* _Exercise material_:
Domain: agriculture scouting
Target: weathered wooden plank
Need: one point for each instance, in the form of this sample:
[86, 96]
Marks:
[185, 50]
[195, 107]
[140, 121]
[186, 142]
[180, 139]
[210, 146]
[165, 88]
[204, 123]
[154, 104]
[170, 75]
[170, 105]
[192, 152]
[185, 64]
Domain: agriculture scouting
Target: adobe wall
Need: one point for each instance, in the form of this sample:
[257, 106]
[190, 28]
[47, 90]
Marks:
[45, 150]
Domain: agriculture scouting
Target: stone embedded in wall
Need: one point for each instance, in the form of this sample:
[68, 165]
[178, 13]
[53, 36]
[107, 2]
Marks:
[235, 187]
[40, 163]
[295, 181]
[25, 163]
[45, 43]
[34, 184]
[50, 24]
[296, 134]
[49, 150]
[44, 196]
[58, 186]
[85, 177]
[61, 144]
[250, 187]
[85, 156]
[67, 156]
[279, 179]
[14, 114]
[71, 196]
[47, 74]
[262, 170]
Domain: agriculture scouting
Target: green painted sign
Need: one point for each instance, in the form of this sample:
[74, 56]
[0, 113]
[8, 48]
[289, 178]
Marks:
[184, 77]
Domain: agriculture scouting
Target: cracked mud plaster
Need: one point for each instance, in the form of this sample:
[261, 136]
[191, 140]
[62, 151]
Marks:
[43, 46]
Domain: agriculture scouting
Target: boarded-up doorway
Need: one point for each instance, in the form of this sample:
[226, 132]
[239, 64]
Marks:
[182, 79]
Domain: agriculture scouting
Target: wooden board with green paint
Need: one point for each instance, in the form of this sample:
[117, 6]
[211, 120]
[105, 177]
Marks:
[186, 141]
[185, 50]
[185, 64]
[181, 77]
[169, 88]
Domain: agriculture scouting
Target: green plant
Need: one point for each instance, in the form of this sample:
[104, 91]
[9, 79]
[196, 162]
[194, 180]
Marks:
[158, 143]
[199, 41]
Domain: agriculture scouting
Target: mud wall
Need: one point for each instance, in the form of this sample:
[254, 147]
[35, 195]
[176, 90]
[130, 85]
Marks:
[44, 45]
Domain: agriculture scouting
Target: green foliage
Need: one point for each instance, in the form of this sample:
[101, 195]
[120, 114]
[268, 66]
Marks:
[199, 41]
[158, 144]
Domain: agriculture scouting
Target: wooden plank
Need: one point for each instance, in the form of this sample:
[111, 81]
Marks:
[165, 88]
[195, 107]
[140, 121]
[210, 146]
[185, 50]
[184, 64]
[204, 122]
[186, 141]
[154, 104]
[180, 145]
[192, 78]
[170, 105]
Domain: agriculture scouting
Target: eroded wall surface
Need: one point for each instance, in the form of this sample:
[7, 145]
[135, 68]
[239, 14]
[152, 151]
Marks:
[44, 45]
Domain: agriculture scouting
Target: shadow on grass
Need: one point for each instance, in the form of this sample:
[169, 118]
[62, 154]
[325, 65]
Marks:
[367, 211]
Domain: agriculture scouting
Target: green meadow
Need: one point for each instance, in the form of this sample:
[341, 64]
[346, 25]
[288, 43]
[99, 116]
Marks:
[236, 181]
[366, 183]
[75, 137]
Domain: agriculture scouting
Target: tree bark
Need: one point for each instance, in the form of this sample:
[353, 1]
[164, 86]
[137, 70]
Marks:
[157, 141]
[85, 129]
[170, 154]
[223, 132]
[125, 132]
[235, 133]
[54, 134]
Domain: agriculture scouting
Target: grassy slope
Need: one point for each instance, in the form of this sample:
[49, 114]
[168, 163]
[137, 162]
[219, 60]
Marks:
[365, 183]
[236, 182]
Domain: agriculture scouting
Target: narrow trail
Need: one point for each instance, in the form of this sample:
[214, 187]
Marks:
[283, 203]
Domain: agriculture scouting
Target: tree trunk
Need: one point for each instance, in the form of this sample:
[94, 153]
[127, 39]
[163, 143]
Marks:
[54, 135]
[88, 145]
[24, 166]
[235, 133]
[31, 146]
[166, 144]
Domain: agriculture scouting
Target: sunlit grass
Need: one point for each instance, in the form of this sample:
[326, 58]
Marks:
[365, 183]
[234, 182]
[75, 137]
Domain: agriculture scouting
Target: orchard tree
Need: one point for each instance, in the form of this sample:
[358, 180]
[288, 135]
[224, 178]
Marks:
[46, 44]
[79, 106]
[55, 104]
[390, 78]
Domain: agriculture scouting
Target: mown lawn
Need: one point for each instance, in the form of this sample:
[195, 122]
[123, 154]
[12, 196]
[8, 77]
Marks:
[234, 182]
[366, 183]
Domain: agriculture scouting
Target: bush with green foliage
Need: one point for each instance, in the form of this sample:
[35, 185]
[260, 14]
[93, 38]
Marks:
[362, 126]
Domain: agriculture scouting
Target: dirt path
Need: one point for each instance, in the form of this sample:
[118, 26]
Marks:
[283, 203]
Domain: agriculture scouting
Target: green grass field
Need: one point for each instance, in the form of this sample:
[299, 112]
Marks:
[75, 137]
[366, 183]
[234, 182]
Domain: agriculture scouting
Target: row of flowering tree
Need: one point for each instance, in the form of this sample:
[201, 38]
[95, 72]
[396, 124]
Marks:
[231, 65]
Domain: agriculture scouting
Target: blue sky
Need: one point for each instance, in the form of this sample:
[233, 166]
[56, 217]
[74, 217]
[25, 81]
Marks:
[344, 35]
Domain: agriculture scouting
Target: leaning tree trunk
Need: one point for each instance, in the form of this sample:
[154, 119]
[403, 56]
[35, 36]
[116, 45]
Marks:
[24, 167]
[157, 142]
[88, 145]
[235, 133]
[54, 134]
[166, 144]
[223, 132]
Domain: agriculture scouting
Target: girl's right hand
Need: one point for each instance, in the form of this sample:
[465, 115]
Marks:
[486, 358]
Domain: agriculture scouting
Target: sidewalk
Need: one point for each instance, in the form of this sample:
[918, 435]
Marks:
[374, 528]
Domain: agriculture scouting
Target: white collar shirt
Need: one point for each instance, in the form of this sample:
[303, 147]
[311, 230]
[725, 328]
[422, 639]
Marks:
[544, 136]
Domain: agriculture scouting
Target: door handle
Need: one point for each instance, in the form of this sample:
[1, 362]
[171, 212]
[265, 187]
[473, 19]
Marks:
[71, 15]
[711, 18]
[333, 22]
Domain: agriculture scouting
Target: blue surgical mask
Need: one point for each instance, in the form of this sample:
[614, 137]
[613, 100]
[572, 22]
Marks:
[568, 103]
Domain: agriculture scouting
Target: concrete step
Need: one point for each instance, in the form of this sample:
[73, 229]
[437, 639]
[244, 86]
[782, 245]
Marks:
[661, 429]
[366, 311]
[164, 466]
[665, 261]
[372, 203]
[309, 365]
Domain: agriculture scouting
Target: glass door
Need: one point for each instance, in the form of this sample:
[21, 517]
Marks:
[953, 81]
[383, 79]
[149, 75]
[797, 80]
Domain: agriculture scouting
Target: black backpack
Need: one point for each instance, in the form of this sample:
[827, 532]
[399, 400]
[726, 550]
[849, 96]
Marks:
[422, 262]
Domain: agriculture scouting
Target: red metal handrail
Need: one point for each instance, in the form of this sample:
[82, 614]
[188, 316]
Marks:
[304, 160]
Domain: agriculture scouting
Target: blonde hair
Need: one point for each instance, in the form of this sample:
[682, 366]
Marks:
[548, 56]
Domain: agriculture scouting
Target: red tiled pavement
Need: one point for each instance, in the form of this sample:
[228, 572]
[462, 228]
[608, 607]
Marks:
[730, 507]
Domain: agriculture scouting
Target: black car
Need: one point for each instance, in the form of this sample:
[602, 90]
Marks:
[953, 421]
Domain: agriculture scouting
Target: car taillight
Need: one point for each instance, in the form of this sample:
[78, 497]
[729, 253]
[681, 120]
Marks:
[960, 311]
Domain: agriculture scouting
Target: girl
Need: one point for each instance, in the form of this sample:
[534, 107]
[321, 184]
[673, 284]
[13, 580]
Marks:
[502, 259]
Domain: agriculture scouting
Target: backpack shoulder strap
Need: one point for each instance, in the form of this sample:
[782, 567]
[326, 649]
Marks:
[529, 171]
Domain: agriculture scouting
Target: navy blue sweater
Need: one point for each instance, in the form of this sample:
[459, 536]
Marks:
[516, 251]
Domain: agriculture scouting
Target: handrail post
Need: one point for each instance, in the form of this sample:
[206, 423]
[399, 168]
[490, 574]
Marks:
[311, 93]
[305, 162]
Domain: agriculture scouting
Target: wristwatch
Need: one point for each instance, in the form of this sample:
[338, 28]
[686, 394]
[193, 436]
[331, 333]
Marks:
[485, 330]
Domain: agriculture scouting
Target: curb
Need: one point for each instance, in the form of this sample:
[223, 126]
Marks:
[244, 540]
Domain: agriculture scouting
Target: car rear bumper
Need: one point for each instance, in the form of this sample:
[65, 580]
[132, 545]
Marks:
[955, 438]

==

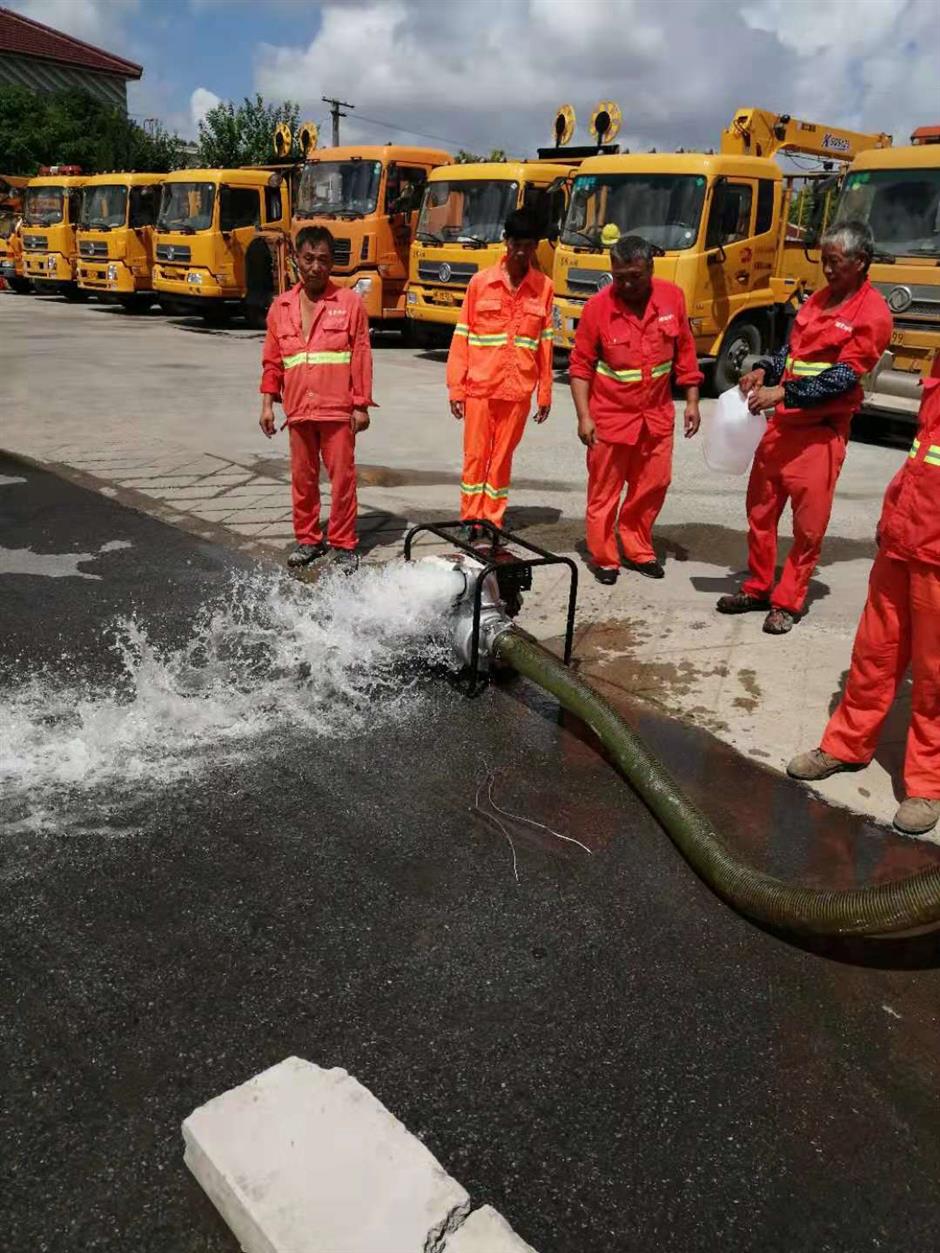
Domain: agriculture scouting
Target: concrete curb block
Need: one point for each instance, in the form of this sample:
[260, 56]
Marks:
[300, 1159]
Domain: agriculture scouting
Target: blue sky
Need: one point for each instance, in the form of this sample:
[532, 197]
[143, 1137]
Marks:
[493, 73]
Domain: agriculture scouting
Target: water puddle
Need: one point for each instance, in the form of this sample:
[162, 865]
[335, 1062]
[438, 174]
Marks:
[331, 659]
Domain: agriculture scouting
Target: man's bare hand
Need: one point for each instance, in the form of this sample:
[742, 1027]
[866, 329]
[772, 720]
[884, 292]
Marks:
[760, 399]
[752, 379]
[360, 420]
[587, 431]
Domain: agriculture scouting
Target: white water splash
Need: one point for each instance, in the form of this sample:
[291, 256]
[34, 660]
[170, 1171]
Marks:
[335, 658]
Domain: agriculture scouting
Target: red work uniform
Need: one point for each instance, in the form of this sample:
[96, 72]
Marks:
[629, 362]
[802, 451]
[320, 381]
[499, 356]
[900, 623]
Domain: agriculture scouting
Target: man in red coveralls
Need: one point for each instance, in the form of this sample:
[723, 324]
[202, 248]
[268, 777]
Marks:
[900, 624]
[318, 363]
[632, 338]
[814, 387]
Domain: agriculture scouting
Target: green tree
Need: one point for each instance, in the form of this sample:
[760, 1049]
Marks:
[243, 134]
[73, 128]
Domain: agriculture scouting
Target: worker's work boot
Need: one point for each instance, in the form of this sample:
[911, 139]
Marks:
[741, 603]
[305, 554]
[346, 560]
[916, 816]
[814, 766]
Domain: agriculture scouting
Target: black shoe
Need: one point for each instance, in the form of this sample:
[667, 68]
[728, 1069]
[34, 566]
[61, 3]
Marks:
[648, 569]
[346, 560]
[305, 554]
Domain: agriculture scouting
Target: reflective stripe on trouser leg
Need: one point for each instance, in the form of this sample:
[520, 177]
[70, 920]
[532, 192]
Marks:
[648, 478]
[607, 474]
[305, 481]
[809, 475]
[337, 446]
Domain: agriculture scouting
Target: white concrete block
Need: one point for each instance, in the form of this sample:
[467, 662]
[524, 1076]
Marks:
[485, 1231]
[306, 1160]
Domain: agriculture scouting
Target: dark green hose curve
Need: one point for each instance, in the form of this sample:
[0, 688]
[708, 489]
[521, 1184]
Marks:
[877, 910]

==

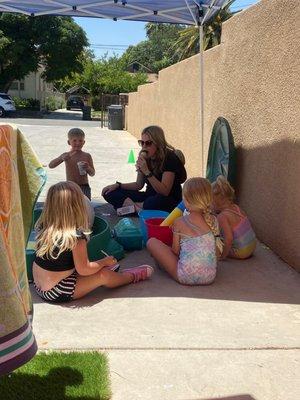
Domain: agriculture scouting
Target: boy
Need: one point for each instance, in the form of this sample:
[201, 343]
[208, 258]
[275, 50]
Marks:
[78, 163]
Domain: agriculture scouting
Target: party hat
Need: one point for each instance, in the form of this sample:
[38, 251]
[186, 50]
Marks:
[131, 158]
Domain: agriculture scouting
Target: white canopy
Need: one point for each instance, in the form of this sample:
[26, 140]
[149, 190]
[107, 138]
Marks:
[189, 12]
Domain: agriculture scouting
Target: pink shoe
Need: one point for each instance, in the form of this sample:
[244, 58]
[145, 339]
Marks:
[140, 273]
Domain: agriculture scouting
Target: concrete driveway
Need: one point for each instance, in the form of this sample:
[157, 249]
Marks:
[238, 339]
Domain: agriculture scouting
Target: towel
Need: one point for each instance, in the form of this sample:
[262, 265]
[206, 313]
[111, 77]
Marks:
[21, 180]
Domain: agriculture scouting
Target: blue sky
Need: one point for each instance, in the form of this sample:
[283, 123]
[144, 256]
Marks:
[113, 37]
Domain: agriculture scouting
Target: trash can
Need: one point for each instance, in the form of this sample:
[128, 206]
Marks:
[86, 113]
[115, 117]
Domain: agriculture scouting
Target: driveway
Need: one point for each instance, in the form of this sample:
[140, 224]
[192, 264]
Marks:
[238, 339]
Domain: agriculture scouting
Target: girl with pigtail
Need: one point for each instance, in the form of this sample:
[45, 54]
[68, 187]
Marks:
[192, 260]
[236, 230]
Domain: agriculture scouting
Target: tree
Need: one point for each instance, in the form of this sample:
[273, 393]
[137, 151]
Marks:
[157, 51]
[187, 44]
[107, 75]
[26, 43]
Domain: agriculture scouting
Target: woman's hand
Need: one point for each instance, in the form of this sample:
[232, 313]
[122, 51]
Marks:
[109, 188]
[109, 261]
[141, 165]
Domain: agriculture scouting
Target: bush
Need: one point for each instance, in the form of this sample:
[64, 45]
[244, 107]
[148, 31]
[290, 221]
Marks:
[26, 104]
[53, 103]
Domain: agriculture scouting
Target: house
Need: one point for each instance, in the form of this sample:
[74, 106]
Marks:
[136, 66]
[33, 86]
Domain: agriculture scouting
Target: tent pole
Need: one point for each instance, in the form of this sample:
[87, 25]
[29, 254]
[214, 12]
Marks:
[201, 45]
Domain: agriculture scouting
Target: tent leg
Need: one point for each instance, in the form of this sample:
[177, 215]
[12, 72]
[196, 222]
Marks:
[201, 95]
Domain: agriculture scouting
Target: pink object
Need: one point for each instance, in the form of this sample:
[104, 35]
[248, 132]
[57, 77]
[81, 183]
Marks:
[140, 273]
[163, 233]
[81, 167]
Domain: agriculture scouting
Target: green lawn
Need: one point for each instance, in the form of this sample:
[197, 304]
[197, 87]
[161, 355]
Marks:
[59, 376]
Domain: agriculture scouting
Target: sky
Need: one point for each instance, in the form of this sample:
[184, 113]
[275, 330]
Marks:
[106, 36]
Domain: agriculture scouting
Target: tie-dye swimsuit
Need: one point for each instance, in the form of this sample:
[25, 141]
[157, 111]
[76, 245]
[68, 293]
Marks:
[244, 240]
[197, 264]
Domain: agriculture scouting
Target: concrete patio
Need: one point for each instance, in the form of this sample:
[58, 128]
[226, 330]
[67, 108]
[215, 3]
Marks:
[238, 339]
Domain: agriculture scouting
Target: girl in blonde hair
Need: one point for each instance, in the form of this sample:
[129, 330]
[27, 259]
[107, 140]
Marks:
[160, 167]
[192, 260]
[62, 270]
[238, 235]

* _Aim_: Which lines in the rows above contain the word "with"? Find each one and copy it in full, treating uppercase and lowercase letters as different.

* _Task output_:
Target: wooden board with green paint
Target: bush with green foliage
Target: girl with pigtail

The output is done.